Natural language region descriptions
--

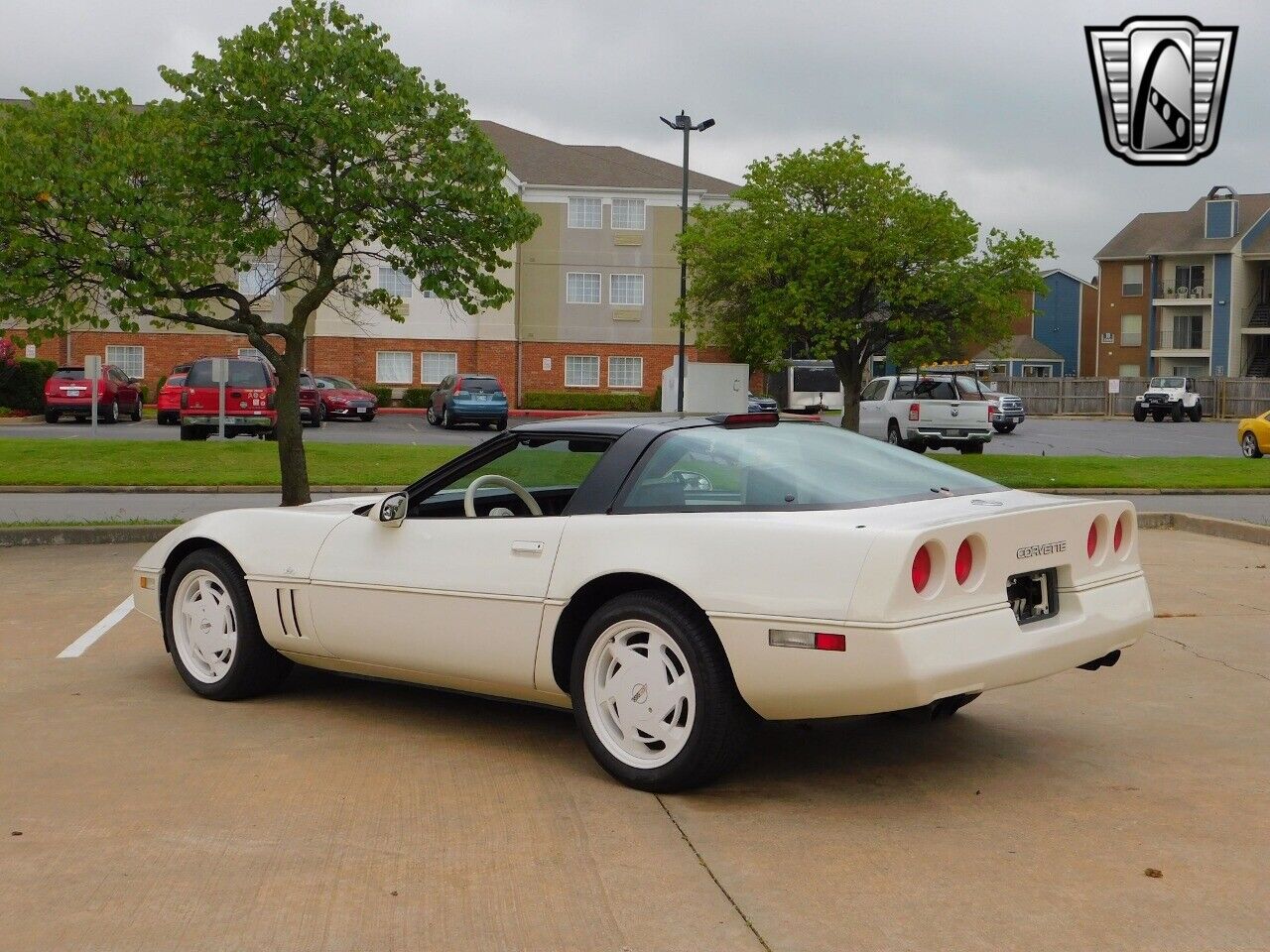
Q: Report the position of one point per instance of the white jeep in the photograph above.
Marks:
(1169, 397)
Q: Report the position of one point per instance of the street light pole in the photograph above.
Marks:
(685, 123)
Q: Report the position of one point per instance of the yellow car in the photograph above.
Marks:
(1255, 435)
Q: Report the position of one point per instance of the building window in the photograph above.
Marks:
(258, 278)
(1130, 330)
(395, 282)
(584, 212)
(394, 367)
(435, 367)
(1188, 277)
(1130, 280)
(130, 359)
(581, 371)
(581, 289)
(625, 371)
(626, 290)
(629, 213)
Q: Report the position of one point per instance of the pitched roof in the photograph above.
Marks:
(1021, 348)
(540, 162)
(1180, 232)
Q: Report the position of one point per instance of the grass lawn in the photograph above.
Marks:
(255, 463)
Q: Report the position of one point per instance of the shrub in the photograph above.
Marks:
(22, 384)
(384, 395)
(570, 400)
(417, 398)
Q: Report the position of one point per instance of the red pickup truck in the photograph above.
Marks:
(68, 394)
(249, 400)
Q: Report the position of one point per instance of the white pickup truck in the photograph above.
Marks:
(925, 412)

--

WORK TO BE COMPLETED> All of the data gets printed again exactly; the pictures do not.

SOLUTION TO THIS TASK>
Q: Report the position of one point per instance of the white jeep in the photograph above.
Marks:
(1169, 397)
Q: Report the position of one point per instance of the street light pole in the photograph above.
Marks:
(685, 123)
Q: Report the position of one point per instance of the yellow car in the photograph above.
Marks:
(1255, 435)
Q: Report the position of one point per instance of the building window in the photograph above.
Marks:
(258, 278)
(1130, 330)
(395, 282)
(584, 212)
(394, 367)
(435, 367)
(1188, 277)
(1130, 280)
(130, 359)
(581, 371)
(581, 289)
(625, 371)
(626, 290)
(629, 213)
Q: Report the position of one point per instance of the pitched roof in the photograph above.
Marks:
(1021, 348)
(540, 162)
(1180, 232)
Q: Report the position of one point per instance of the grass lawn in the photograph above.
Marks:
(255, 463)
Q: Report the position of one point per instance of the shrub in the photograph above.
Marks:
(22, 384)
(384, 395)
(570, 400)
(417, 398)
Q: Report the position of one point per instance of the red pickup truck in the photograph above.
Marks:
(68, 394)
(249, 400)
Q: Report the position of one point per instance of the white pickup truck in the photograph above.
Marks:
(925, 412)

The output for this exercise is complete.